Return only the lines starting at the line that contains "[indicate] the soldier's hand" and ending with the final line of the listing; include both endpoints.

○ ○ ○ ○

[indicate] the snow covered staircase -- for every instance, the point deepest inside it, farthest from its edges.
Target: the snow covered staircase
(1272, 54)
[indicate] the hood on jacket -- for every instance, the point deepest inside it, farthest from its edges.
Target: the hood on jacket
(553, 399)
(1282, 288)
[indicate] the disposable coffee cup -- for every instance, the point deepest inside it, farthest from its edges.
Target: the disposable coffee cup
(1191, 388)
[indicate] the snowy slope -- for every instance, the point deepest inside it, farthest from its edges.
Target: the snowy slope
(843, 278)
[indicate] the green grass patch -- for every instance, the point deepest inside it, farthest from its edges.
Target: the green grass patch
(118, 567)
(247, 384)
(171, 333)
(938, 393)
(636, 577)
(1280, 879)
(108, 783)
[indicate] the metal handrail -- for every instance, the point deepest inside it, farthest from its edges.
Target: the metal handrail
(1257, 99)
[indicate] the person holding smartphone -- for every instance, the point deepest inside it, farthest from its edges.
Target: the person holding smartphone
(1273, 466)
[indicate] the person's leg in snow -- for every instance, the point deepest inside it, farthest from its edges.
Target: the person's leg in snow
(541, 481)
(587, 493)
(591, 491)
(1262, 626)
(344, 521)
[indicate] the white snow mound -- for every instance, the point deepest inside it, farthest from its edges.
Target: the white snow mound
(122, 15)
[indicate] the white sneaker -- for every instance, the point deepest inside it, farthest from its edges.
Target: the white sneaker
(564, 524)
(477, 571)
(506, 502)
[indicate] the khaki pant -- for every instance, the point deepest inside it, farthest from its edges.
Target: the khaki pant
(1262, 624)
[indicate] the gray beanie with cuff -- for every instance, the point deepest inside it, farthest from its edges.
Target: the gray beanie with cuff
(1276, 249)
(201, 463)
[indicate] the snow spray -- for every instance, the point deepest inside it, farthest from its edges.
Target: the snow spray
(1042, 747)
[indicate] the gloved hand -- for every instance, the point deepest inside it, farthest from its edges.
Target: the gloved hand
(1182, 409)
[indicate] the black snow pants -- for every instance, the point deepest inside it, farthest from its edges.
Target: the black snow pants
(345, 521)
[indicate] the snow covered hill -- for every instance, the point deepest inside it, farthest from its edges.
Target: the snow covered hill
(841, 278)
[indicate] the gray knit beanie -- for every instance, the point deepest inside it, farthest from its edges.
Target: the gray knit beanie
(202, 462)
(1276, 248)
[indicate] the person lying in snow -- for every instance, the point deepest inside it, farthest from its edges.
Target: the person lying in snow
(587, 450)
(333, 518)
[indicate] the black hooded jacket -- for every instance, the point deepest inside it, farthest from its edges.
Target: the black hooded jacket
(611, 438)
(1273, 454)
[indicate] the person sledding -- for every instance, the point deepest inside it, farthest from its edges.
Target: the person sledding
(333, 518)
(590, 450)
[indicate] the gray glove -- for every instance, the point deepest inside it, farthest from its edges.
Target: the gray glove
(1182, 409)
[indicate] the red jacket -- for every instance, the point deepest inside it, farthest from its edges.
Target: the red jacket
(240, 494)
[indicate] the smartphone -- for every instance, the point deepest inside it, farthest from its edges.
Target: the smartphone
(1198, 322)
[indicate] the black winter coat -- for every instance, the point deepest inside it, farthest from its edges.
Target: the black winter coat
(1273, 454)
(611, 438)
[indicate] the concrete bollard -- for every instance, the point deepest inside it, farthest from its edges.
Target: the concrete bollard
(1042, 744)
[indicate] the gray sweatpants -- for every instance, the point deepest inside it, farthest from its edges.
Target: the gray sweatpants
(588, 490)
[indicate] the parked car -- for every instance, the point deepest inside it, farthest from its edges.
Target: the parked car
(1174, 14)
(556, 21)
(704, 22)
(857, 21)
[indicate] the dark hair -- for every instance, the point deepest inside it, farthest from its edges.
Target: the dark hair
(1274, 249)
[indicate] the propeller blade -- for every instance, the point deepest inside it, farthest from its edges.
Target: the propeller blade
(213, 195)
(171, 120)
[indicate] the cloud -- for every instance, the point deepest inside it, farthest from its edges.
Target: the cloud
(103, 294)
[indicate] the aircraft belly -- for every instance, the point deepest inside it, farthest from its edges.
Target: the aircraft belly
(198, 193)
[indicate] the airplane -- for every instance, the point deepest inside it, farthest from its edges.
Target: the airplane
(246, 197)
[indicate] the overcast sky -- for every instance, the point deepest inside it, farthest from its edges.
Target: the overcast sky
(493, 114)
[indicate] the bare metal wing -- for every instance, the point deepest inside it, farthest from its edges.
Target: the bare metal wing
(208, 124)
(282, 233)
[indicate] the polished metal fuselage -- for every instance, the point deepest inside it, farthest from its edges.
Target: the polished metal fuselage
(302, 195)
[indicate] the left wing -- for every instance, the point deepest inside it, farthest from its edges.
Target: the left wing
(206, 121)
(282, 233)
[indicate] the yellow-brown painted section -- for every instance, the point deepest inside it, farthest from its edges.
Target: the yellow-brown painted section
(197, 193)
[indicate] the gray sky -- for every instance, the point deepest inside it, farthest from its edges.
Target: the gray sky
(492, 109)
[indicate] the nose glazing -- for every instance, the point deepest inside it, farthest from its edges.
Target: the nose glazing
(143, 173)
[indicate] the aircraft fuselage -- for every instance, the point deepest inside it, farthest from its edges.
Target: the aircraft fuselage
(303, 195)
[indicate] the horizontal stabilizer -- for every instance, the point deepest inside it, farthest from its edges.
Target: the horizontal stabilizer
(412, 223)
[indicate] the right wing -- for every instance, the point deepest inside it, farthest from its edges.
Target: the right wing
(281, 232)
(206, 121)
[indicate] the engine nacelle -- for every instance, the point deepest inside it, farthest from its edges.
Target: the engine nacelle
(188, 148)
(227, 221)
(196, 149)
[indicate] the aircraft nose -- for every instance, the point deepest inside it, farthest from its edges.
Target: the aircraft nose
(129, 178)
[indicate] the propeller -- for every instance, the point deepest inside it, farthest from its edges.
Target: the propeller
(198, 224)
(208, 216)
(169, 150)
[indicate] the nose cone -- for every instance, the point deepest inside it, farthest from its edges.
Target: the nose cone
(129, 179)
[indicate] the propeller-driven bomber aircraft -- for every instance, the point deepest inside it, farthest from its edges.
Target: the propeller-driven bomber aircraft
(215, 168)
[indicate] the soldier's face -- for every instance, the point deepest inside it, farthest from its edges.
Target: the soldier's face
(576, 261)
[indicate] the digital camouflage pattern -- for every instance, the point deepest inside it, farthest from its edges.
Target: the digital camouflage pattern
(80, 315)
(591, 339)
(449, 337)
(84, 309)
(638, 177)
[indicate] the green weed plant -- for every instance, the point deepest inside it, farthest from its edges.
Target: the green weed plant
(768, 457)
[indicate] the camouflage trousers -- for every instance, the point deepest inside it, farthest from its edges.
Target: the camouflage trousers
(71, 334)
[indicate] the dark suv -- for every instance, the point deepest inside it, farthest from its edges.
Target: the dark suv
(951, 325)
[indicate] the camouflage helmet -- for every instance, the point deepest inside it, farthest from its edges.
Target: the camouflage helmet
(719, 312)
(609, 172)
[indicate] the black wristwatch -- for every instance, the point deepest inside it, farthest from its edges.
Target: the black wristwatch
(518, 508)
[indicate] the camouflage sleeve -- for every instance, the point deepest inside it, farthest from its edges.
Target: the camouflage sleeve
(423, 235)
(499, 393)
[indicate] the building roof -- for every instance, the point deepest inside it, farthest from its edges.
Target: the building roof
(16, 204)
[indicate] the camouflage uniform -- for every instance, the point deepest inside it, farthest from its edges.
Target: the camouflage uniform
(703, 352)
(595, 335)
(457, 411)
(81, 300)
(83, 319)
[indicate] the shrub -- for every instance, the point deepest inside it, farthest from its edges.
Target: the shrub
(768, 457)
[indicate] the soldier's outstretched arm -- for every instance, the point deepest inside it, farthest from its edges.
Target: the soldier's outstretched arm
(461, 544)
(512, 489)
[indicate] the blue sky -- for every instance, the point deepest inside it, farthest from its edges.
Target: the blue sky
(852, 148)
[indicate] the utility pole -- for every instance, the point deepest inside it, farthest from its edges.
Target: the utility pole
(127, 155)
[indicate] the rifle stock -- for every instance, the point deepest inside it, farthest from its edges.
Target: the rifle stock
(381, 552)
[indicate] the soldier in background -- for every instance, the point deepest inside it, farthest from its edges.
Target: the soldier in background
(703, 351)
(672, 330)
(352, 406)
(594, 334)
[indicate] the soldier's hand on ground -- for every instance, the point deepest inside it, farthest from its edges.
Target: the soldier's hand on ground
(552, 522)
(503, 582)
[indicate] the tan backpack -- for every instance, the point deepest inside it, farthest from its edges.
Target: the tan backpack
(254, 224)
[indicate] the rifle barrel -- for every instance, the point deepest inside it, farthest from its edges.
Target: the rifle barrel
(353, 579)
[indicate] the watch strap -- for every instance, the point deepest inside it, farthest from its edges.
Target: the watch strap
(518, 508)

○ ○ ○ ○

— Result for this task —
[indicate] the soldier's hand on ground -- for every instance, the point deepest inside it, farthest from its edges.
Target: the soldier's hand on ground
(552, 522)
(503, 582)
[indicate] the tan backpack -- for every instance, the point deepest inside it, farthest from its edges.
Target: the tan backpack
(254, 224)
[indicate] the rifle barrel -- for every instance, the point deepest inside it, farthest from its edges.
Target: the rifle barrel
(353, 579)
[indicate] the watch strap -- for every instance, the point deepest inside it, farthest from its edges.
Target: the watch strap
(518, 508)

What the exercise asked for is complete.